Entries from a pointing dataset:
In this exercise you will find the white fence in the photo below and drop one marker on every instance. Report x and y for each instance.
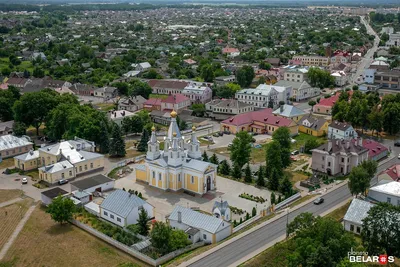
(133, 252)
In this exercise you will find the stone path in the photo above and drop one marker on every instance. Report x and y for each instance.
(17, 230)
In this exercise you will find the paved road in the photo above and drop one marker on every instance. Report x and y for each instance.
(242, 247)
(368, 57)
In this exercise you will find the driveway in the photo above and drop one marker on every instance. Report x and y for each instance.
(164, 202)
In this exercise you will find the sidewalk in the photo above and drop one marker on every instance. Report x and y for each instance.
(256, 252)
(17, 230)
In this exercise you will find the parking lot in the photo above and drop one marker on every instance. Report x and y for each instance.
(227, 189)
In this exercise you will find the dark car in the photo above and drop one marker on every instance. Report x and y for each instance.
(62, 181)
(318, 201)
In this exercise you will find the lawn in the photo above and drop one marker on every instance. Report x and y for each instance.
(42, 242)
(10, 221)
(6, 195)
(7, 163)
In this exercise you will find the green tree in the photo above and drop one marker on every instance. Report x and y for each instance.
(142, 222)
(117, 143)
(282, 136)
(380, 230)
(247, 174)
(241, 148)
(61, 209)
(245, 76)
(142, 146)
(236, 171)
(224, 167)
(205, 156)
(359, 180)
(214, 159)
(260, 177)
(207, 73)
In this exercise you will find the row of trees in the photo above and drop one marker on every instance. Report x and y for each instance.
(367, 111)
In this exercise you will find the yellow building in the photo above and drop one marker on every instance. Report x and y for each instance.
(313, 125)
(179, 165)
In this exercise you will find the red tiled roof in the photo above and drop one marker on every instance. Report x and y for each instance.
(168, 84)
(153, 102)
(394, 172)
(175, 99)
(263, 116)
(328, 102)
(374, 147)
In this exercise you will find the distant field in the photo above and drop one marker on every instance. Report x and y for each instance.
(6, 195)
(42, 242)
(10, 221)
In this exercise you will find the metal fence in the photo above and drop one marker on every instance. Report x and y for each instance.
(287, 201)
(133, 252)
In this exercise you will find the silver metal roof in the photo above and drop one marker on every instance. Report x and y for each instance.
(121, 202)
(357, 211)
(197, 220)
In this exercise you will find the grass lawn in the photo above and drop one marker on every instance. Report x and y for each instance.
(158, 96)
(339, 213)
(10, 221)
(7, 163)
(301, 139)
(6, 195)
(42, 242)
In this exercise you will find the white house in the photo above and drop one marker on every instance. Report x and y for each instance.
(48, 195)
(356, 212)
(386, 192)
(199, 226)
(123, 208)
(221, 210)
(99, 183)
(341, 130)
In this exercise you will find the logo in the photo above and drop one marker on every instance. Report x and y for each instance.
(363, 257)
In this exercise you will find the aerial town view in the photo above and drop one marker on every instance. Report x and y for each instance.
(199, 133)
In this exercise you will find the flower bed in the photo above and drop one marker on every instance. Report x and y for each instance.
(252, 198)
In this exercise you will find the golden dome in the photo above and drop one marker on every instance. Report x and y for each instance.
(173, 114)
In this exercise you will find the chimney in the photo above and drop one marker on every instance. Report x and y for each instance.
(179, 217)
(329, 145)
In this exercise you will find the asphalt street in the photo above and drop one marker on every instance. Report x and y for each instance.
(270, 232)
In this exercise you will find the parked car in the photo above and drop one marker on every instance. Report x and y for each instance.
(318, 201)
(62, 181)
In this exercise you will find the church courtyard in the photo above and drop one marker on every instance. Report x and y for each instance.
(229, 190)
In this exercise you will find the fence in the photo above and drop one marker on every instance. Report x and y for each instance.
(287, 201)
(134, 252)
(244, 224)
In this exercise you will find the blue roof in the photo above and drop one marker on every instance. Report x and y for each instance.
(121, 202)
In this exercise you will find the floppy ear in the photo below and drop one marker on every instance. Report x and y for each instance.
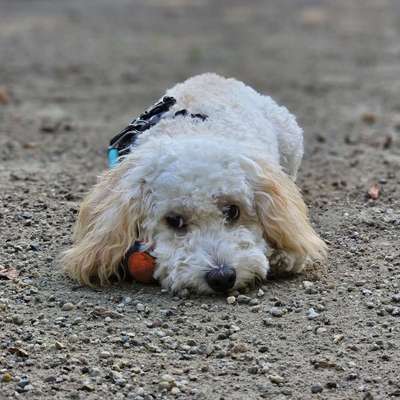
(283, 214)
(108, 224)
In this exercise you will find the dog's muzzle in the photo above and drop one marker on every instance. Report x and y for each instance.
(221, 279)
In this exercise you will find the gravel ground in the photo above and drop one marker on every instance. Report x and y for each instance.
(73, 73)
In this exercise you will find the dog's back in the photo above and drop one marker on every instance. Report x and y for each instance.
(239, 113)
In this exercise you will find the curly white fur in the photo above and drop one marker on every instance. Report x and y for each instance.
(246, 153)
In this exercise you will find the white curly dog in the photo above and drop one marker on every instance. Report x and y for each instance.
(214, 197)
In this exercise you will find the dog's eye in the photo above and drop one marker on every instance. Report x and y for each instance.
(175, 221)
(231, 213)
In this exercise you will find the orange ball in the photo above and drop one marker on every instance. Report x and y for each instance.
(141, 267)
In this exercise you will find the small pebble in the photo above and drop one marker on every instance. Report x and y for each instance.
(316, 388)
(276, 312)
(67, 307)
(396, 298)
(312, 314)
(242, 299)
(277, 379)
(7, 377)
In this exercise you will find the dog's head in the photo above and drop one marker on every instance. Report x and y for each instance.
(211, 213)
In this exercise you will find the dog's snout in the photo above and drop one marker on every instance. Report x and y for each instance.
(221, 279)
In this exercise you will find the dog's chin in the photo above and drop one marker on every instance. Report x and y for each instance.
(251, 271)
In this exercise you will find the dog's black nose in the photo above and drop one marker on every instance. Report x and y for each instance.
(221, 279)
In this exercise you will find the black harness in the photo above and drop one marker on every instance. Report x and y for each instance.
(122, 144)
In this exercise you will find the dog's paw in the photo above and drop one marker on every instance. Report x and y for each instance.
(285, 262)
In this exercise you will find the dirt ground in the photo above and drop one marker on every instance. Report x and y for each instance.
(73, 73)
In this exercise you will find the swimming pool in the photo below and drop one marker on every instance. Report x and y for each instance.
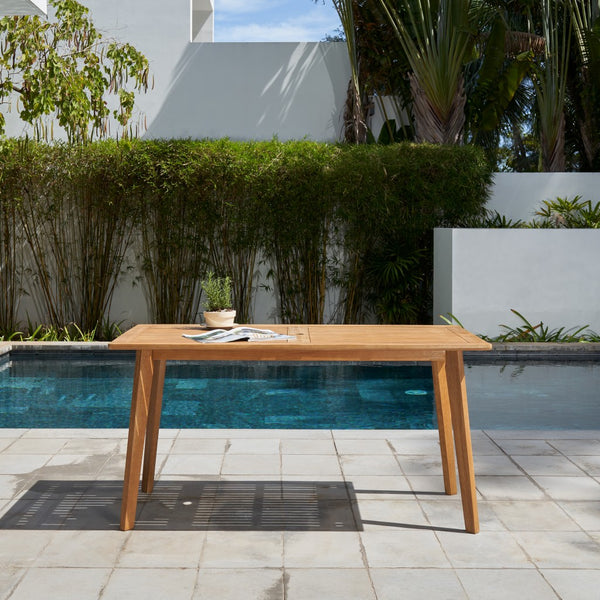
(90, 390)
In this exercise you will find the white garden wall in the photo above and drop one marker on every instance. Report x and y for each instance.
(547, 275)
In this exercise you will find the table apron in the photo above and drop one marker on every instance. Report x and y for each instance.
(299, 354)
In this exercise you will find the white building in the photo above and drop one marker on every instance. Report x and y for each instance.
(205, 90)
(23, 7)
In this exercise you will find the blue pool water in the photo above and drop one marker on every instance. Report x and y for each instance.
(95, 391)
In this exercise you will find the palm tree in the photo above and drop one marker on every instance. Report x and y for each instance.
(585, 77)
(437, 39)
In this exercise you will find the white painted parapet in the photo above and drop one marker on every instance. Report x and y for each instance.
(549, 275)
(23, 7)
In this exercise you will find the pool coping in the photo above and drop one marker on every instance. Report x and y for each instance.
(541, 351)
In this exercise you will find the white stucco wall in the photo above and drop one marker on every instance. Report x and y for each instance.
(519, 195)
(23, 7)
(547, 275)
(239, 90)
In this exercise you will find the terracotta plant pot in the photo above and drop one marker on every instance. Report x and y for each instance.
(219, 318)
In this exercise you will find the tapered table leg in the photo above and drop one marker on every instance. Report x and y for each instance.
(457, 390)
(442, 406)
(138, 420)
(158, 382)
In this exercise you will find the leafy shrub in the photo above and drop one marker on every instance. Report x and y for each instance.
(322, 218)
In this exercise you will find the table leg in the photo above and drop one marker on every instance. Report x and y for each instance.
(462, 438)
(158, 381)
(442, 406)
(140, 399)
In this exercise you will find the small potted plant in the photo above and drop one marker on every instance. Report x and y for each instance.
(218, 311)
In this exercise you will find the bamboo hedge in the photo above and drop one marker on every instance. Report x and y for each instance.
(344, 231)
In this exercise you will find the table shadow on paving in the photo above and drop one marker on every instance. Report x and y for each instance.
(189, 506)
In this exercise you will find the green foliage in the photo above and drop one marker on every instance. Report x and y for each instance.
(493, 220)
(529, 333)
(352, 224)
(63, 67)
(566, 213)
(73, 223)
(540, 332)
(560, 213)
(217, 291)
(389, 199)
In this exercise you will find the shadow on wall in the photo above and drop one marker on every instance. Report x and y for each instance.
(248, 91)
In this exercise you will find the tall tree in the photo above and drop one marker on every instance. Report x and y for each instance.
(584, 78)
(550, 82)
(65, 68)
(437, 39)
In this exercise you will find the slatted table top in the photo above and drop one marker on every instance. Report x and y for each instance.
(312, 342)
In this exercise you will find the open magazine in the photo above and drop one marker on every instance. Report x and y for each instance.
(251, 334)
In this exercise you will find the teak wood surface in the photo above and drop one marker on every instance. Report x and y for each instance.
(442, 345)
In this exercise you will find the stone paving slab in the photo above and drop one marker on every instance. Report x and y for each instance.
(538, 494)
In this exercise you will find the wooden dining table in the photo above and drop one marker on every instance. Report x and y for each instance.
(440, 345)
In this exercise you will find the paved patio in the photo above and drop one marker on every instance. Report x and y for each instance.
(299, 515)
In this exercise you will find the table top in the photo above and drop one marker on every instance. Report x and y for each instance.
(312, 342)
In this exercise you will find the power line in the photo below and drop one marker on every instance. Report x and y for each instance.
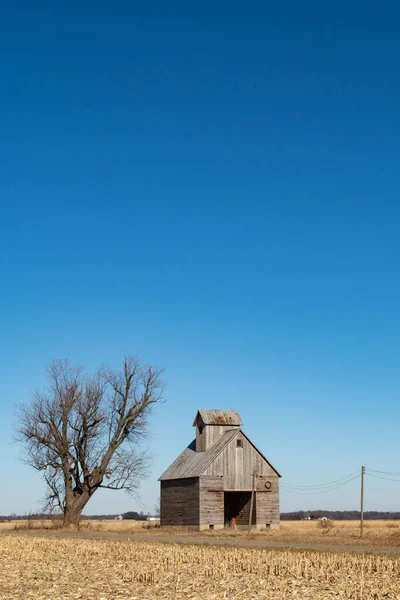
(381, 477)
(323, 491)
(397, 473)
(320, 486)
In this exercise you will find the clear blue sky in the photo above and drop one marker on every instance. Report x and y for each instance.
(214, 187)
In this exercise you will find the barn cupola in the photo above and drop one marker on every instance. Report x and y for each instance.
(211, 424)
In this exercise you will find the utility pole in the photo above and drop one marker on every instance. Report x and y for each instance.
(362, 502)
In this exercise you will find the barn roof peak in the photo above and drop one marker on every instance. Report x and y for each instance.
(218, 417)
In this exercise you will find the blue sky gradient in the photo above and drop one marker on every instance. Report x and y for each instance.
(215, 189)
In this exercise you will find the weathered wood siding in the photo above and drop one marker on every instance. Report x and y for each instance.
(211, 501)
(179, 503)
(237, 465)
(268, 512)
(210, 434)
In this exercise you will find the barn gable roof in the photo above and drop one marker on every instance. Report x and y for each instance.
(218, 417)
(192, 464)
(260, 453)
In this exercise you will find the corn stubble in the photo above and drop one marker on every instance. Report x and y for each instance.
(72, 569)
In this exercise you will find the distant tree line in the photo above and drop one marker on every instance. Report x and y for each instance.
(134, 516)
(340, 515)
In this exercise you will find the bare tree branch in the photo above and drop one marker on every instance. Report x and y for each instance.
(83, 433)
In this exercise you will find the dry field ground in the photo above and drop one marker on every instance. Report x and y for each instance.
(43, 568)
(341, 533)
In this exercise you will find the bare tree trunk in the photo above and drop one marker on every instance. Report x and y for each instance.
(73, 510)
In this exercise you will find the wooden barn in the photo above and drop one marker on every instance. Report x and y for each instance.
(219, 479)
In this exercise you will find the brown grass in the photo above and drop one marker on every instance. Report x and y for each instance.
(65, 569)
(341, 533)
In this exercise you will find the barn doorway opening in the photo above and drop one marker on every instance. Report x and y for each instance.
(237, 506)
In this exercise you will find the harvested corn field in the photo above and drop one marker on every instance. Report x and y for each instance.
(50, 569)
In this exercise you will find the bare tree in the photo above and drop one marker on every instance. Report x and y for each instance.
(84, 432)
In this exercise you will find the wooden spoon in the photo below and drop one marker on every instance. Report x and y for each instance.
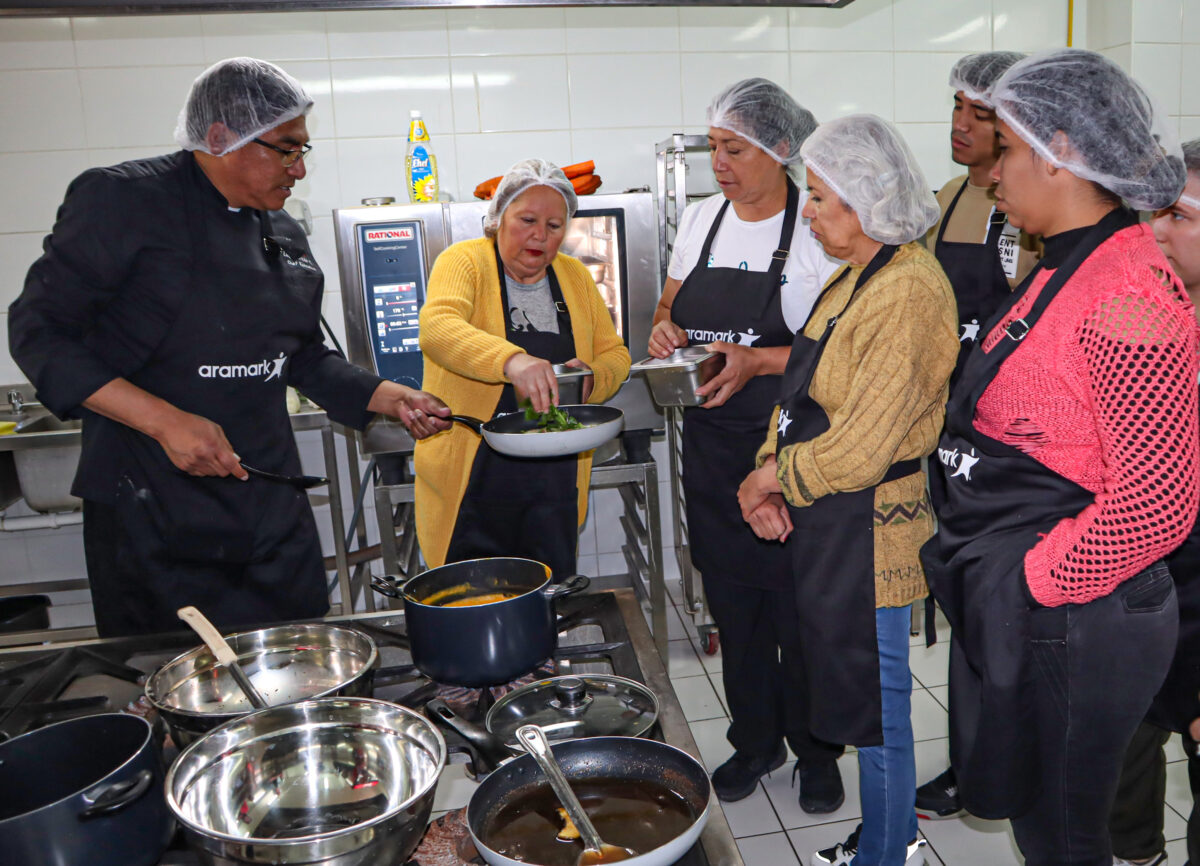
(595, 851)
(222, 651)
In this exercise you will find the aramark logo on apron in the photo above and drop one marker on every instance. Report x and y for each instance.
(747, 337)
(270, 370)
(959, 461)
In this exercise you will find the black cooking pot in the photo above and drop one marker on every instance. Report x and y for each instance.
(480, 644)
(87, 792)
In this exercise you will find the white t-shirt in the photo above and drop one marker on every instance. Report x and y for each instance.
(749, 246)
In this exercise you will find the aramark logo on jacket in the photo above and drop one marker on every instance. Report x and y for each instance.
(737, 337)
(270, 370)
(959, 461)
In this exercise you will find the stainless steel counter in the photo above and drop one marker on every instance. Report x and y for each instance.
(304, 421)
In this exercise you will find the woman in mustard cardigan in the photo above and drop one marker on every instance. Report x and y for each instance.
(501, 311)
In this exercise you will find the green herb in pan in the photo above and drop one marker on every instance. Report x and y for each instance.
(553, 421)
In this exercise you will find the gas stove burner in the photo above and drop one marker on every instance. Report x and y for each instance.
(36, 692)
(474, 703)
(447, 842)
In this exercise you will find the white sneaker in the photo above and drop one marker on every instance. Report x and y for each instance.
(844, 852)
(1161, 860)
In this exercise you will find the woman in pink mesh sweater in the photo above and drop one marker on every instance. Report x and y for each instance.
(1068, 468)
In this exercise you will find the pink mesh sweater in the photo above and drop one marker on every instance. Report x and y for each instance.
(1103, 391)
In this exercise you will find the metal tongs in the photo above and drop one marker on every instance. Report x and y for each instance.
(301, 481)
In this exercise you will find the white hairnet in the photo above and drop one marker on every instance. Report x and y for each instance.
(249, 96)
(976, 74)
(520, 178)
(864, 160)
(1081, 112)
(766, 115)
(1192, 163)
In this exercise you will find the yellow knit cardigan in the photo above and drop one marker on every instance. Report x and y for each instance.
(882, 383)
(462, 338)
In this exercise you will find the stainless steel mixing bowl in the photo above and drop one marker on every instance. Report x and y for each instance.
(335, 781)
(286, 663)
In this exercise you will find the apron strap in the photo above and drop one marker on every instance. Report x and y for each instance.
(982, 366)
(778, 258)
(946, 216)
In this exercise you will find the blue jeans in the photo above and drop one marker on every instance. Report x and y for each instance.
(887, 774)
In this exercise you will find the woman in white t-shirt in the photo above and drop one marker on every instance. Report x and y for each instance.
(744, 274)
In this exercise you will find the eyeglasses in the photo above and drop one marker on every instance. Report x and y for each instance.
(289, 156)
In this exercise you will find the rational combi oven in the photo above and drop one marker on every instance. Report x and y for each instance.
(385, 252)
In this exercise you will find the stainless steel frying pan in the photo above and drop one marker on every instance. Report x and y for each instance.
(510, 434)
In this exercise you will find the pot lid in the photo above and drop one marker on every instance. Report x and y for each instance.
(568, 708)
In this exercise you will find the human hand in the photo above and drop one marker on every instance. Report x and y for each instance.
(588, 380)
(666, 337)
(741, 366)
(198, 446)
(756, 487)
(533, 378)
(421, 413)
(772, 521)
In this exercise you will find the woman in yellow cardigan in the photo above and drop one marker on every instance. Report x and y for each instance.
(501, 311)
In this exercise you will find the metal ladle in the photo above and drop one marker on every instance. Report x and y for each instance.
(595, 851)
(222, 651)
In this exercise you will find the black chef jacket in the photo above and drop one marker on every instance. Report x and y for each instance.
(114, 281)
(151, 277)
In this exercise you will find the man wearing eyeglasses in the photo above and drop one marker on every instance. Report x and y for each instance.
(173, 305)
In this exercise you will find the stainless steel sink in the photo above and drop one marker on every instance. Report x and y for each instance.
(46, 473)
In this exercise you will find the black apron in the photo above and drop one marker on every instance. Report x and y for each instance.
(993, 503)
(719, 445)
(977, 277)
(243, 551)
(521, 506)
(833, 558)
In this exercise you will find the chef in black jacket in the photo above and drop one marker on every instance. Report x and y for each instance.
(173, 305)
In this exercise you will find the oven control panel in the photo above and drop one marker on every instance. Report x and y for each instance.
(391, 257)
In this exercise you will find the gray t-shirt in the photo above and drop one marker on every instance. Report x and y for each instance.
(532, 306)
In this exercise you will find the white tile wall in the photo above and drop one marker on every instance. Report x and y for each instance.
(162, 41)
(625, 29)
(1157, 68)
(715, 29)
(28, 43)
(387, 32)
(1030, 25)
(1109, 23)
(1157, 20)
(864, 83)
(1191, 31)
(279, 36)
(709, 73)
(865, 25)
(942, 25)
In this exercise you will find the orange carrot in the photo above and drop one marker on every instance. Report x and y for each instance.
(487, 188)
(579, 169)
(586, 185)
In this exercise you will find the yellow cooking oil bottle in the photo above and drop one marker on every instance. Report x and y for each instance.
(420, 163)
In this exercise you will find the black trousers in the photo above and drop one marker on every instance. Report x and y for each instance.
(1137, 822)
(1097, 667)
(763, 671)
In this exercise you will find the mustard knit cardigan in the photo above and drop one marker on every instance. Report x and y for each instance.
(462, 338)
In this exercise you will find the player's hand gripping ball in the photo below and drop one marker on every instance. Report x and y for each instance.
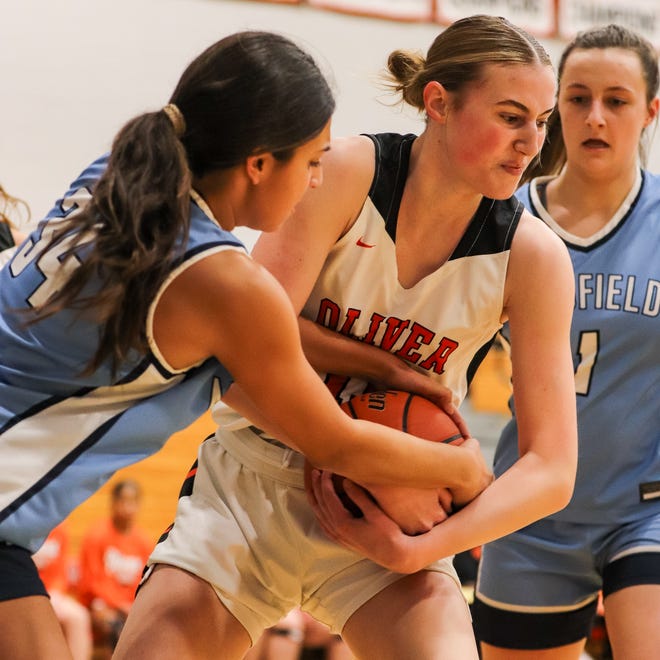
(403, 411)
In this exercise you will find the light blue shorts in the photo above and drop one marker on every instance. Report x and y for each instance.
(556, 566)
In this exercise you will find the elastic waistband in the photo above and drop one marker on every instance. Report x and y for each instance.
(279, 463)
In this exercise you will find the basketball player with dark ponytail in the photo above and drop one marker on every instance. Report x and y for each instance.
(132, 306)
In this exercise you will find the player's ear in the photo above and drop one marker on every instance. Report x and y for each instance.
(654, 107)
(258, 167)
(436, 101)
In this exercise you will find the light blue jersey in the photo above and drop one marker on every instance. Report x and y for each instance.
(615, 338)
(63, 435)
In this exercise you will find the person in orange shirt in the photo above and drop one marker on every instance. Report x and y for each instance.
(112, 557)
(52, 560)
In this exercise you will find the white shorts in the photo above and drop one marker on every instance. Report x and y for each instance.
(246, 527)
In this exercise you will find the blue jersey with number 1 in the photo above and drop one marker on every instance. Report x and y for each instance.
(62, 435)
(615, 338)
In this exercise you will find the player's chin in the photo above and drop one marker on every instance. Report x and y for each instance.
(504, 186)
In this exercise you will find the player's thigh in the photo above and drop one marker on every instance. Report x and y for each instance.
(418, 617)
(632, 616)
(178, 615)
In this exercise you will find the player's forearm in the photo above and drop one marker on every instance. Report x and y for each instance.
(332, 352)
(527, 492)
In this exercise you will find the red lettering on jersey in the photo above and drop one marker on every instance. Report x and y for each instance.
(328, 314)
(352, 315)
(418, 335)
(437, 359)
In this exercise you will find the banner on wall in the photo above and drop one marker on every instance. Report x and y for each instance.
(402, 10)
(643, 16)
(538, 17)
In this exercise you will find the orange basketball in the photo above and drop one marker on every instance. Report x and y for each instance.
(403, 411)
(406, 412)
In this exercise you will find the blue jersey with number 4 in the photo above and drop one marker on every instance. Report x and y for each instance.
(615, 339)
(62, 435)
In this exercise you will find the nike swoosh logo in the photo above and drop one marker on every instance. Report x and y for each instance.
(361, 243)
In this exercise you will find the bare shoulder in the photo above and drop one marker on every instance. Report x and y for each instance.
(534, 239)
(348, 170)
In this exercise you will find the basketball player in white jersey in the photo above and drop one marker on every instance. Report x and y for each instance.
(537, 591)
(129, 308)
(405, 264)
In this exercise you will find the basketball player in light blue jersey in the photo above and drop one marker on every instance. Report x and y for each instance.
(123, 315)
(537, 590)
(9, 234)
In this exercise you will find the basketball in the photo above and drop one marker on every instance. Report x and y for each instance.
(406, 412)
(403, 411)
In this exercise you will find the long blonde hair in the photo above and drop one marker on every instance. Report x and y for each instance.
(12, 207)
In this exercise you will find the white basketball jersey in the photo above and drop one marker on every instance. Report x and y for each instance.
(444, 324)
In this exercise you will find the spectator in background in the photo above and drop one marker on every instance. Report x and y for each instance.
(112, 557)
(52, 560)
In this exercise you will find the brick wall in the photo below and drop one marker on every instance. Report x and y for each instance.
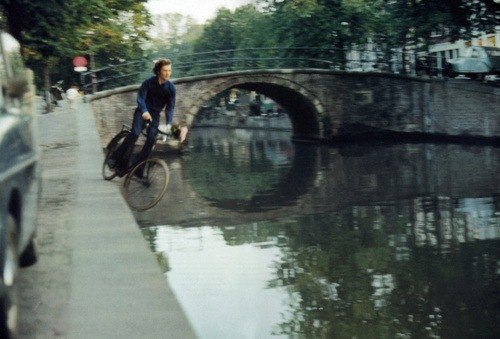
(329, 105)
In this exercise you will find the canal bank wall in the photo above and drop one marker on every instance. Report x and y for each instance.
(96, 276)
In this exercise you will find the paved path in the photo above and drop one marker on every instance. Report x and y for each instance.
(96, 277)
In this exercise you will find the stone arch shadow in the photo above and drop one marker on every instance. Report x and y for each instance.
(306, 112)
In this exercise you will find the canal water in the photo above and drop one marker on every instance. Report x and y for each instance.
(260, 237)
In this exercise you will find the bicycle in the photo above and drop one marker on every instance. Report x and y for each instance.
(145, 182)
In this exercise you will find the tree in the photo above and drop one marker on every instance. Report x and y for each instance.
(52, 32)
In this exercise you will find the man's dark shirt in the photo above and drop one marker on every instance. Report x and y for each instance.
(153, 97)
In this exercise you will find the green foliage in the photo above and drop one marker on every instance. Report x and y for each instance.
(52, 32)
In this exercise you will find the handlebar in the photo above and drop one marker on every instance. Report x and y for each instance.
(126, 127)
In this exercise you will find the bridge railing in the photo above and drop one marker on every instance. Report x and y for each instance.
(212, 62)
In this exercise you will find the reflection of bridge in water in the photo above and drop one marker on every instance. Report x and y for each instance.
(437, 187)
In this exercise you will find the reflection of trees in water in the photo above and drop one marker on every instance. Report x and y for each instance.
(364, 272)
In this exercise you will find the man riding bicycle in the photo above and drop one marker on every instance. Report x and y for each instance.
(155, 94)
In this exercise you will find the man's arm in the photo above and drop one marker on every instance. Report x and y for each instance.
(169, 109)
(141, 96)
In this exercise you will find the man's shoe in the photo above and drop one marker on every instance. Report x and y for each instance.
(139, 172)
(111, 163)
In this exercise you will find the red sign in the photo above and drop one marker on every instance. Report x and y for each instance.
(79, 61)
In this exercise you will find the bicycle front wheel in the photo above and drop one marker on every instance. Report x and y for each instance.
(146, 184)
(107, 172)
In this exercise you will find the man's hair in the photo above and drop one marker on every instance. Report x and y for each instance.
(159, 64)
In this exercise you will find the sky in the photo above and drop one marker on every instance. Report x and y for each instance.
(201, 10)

* **Your instructions**
Format the items from the line that contains "In this exercise you will find the man's arm" through the end of the items as a two-column CSV with the columns instruction and points. Give one row per item, with its text and its answer each in a single quoted field and line breaks replaced by spaces.

* **Expected output**
instruction,points
"In this exercise you will find the man's arm in the photo above and drop one marker on every instance. Report x and y for each instance.","(169, 109) (141, 96)"
"In this exercise you will find the man's shoe in the photo above and drop one marker on every instance. Report x and y for each instance.","(139, 172) (111, 163)"
"In this exercise you will find the red sign in the photo above and drop one marker on every instance. Report x and y for each instance.","(79, 61)"
"In this exercise you will find the bicycle front wheel in the photo above and drop one marker on every instance. Report x and y for each instance.","(146, 184) (107, 172)"
"In this exercise you will find the man's hair in the photo above and drop one marker on every instance. Report x and y for each instance.","(159, 64)"
"In this exercise you will find the sky in the photo above and drop one marker on every instance. Report x and y for each instance.","(201, 10)"